IWMBuzz.com brings yet another review to our loyal readers. This time it is the MX Player series, Aafat. Read along...

Review of MX Player series Aafat: Smashes archaic stereotypes to smithereens with its sharp and saucy writing

Marriages, they say, are made in heaven. But in the Indian arranged marriage context, marriages are made in the desultory matchmaker’s office. Matchmakers, of course, are that unique, fully home-grown species blessed with the brand of hard-core marketing skills that could put the contestants of Shark Tank to shame.

Humongous amounts of hard-sell on the part of the matchmaker lead to several couples getting hitched – not for love, or for better or for worse – but for anything but that. Bank balance, status in society, race, caste, religion, and, horror of horrors, because hitching up seems like a good way to further the business prospects of both families – any or all of these could be a reason to get married to the person the matchmaker pitches with single-minded devotion.

However, the web series we will review in just a bit, is not about arranged marriages; at least not per se. Under the guise of the ubiquitous arranged marriage scenario, this web series seeks to deliver a resounding slap in the face of the famous Indian patriarchy set up.

Ladies and gentlemen, allow us to introduce you to the latest web series in the Indian web ecosystem – Aafat, a delightful presentation from MX Player, the newest OTT player on the block. It is a web series that is worthy enough to be given the title of outlier, not just for its subject and storyline, but for the manner in which it picks up individual age-old, archaic stereotypes and smashes them to smithereens with some truly sharp and saucy writing.

MX Player is the OTT arm of the Times group, owned by Bennet Coleman and Company, and the series is produced by Times Studios, its in-house production setup. While MX Player leads the field globally in streaming services, this is its first foray into creating and producing original content under the banner of MX Player Originals. Aafat has been directed by maverick director, Shashant Shah, he who has made a mark in Bollywood and Tellyland with his singularly unique movies such as Chalo Delhi, Dasvidaniya and more of the same ilk, and several distinctive TV shows such as Sumeet Sambhal Lega, Moh Moh ke Dhaage, and many more.

The story of Aafat is pretty much the story of most Indian youth. Ricky Malhotra (Sidharth Bhardwaj) is a dense, though good-looking, dude, who has decided that the time is ripe for bride-shopping. He, along with his mom, lands up at Rishtey Farishtey, a matchmaking outfit helmed by Rita Mohanty (Seema Pahwa), a sassy lady matchmaker with hard-sell skills the likes of which could sell ice to an Eskimo. She shortlists five girls for Ricky, each of whom is a young, pretty, successful lass, but with a catch. Each of them harbours an idiosyncrasy that is generally perceived as a shortcoming in the Indian La La Land.

*Position identification rows*
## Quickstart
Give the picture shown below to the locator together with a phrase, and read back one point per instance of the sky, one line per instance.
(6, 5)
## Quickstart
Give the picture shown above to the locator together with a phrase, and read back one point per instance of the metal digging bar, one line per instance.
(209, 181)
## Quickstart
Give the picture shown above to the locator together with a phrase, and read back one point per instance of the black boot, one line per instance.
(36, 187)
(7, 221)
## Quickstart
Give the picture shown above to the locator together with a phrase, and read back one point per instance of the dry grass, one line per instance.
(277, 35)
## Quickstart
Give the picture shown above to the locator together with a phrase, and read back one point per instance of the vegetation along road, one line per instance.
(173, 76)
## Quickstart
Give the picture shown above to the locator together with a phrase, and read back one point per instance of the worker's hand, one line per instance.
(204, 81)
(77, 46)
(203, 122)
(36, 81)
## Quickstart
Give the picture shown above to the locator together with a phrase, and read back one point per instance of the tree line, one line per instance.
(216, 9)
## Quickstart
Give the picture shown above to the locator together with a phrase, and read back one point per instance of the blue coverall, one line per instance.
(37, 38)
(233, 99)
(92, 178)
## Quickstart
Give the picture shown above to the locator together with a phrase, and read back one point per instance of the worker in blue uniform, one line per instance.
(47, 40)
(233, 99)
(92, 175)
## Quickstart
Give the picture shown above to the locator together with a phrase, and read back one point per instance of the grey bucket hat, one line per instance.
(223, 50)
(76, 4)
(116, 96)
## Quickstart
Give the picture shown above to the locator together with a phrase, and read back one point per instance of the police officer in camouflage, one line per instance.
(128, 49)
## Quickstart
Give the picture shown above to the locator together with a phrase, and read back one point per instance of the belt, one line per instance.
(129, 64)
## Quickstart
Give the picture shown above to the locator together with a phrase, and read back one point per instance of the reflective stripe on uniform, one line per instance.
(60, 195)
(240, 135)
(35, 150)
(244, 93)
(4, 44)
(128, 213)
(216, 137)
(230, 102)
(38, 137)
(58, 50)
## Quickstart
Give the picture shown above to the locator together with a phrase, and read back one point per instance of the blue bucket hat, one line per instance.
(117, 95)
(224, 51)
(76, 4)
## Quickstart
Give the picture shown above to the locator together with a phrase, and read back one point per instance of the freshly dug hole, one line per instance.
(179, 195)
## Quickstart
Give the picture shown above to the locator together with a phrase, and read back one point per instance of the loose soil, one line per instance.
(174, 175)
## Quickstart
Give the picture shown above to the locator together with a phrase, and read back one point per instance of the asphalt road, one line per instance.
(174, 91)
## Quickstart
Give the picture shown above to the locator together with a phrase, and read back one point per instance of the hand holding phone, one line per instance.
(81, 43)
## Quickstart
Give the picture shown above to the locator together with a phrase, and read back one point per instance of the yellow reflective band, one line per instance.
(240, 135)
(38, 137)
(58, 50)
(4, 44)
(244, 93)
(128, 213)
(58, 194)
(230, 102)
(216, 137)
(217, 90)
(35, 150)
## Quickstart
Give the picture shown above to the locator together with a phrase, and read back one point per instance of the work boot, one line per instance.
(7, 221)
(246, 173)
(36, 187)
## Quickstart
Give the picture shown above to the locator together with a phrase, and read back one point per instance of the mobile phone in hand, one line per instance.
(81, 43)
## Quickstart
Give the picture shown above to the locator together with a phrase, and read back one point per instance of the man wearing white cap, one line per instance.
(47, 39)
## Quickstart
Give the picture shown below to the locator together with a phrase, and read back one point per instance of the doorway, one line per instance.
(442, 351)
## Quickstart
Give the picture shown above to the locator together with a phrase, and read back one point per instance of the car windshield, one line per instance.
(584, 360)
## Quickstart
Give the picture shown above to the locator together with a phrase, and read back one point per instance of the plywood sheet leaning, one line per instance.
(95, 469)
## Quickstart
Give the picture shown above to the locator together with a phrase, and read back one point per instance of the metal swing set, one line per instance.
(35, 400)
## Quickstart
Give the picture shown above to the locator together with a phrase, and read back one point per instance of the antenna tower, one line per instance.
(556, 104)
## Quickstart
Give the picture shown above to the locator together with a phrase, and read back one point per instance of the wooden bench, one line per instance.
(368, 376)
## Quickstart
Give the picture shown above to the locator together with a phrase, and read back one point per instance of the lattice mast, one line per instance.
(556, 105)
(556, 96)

*JOBS*
1. Reproduce verbatim the passage of the Aafat review starting at "Marriages, they say, are" and ending at "Tank to shame.".
2. According to the Aafat review, who directed the series?
3. Extend the Aafat review onward from its final sentence.

*WRITTEN ANSWERS*
1.
Marriages, they say, are made in heaven. But in the Indian arranged marriage context, marriages are made in the desultory matchmaker’s office. Matchmakers, of course, are that unique, fully home-grown species blessed with the brand of hard-core marketing skills that could put the contestants of Shark Tank to shame.

2. Shashant Shah

3.
The five shortlisted girls are Aditi (Pushtiie Shakti), Aisha (Anshul Chauhan), Faiza (Chitrashi Rawat), Anu (Neelam Sivia) and Titli (Nikita Dutta). Put the first letter of each of these girls’ names together, and what do you have – yes, the title of the show, AAFAT – that’s what. The Hindi word loosely translates as trouble with a capital T.

So what is the Aafat factor in each? To a dispassionate observer, nothing; but for the parents of the girls, and for Ricky Malhotra…..well, everything! As the blurb of the show mentions – hairy, bald, foul-mouthed, overweight and a divorcee – that, in a nutshell, is what the five girls are about. Aditi is overweight, and thus a misfit in the bridal market. Aisha refuses to wax, is hairy all over, and thus goes against the accepted societal norms of a prize matrimonial catch. After all, no guy would want to touch a girl with hair on her body, would he?

Faiza spouts profanities at the drop of a hat; uh huh, she’s a girl, and in genteel (read, hypocritical) society, good girls don’t swear. Anu channels her inner whimsical side, and does away with her beautiful tresses to go bald and beautiful with a vengeance. And as confirmed by her matronly neighbour, ‘ganji’ se kaun shaadi karega?

Last is Titli, a divorcee….tch, tch, poor thing…a divorcee has no right to choose; she must settle for whichever guy casts a benevolent glance in her direction….in other words, is kind enough to consider her for marriage, despite her being ‘second hand’.

These, kind folks, are not our descriptions for the five firebrands. This is how they have been described at various points in the show – by sundry aunties, well-meaning relatives, the venerated matchmaker….the so-called keepers of society. The situations that arise due to the apparent shortcomings of the girls reek of patriarchy in all its inglorious wonder. It is the kind of patriarchy that is notoriously prevalent in our society and is accepted without so much as a squeak.

A prospective groom, and his family, is allowed to cherry-pick his bride, choosing and discarding at will, all because they are the almighty ‘ladkawallas’. It doesn’t matter that the guy is as low on IQ as he is high on his perceived value – the girl should be rich, slim, pretty, educated and ready to sacrifice her job to take care of home and hearth after marriage which makes the intention of the show pretty obvious – it seeks to show a mirror to society and slam home the two-facedness of the people that inhabit it. But instead of going down the wish-washy maudlin lane, it chooses to takes an uproariously funny route to its intended destination. And therein lies its strength, which is likely to win it major brownie points from netizens.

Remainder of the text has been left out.